[Data entries]
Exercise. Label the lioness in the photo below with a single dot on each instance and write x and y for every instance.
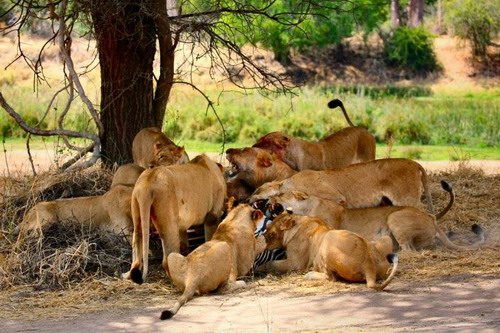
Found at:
(310, 243)
(368, 184)
(229, 254)
(410, 227)
(345, 147)
(255, 166)
(110, 211)
(151, 148)
(238, 190)
(127, 174)
(174, 198)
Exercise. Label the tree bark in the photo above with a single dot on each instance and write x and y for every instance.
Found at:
(126, 35)
(395, 13)
(415, 13)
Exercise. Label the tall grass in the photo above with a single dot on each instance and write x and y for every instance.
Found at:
(433, 120)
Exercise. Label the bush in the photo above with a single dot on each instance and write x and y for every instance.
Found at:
(475, 21)
(411, 48)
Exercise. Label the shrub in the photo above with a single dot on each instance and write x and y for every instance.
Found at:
(475, 21)
(411, 48)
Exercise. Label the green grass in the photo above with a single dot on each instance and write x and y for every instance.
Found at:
(419, 152)
(469, 119)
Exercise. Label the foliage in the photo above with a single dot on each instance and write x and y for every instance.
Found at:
(411, 48)
(435, 120)
(380, 91)
(477, 21)
(324, 25)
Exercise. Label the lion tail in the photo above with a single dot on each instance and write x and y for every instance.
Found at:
(177, 265)
(476, 228)
(425, 184)
(448, 188)
(336, 103)
(141, 215)
(393, 259)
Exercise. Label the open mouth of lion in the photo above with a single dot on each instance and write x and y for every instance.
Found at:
(234, 170)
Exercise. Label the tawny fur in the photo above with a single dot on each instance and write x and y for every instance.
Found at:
(410, 227)
(255, 166)
(310, 244)
(401, 181)
(217, 263)
(345, 147)
(127, 174)
(151, 148)
(174, 198)
(110, 212)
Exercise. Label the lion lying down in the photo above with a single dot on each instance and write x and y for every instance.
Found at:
(345, 147)
(110, 212)
(310, 243)
(255, 166)
(229, 254)
(399, 180)
(410, 227)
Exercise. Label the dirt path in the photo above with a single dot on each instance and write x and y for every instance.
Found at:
(460, 305)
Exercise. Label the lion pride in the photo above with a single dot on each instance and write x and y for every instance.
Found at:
(151, 148)
(345, 147)
(174, 198)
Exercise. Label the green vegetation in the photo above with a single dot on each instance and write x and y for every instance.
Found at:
(475, 21)
(468, 119)
(411, 48)
(329, 24)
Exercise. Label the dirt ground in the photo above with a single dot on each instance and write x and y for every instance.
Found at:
(434, 290)
(461, 304)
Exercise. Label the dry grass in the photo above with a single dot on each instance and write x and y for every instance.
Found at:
(74, 271)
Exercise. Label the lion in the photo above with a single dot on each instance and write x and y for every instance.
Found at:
(151, 148)
(174, 198)
(348, 146)
(255, 166)
(110, 212)
(217, 263)
(411, 228)
(238, 190)
(127, 174)
(310, 243)
(398, 180)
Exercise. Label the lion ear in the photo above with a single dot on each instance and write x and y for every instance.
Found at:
(158, 145)
(284, 142)
(257, 215)
(264, 160)
(300, 195)
(230, 203)
(179, 151)
(287, 223)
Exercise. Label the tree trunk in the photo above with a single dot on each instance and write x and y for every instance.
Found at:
(126, 36)
(395, 13)
(415, 13)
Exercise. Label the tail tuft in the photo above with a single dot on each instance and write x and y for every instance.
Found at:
(167, 314)
(447, 187)
(392, 258)
(477, 229)
(334, 103)
(136, 275)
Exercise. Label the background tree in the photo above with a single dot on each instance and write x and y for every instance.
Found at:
(475, 21)
(126, 32)
(326, 25)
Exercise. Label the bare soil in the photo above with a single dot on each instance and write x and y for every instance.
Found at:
(461, 304)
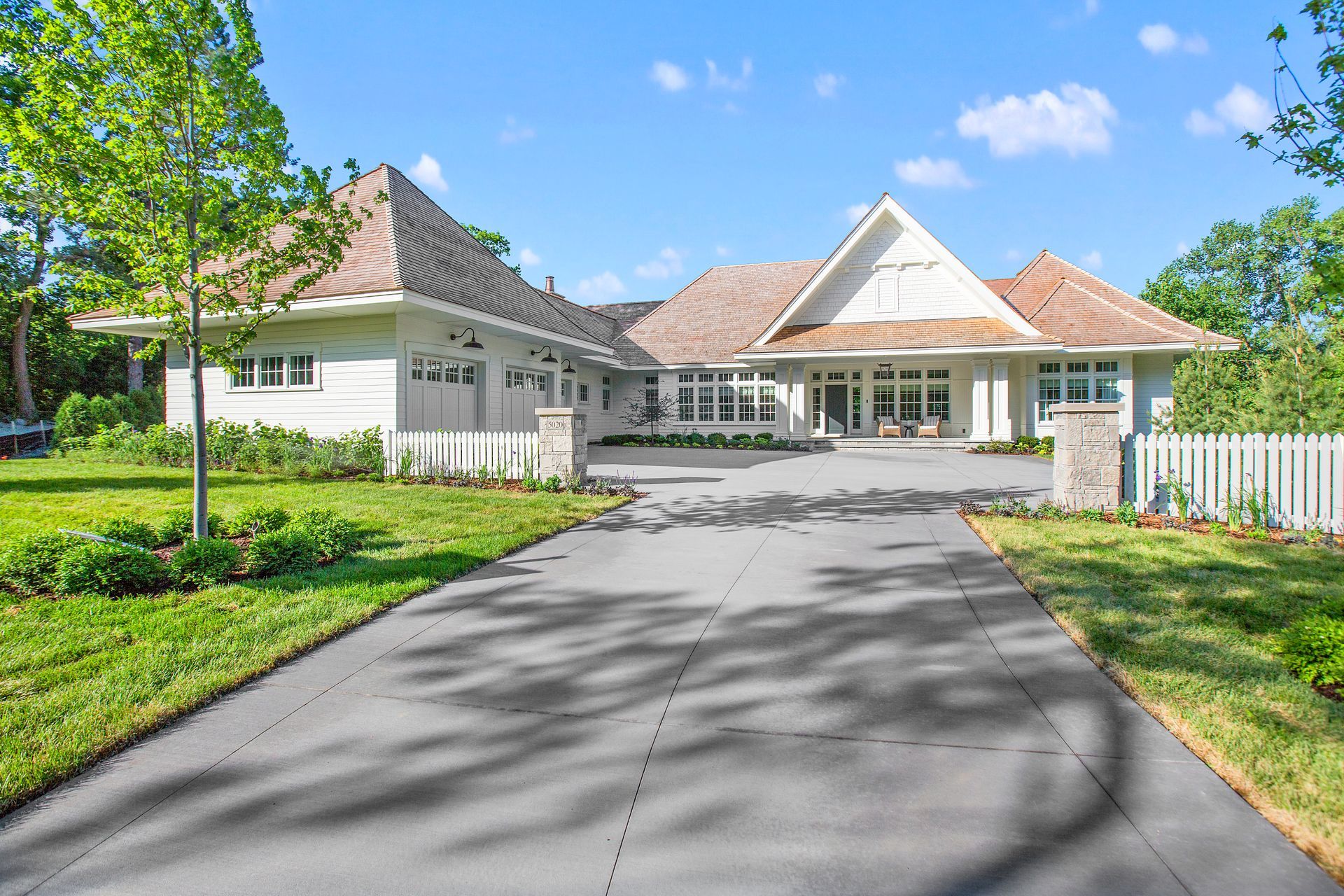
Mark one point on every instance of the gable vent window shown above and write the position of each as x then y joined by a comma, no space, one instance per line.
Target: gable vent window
886,293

» TASK STATEMENT:
Above are the records; print exactly the lines from the line with "Exercise. Label the green grass" to the line with "Exercise. Label the lion tail", including both, and nothing else.

» EXPECTED OUTPUT:
Exercise. Label the green grass in the photo above with a single dot on each instance and write x and y for every instance.
Found at:
(419, 152)
(469, 119)
Exercise. Label the foliage in the photo above with a single dot on each instance and write x and y for every instance.
Found at:
(411, 48)
(435, 120)
(380, 91)
(477, 21)
(324, 25)
Exercise. Label the lion tail in the photo above with a single dot on each instance and write x and y for every instance.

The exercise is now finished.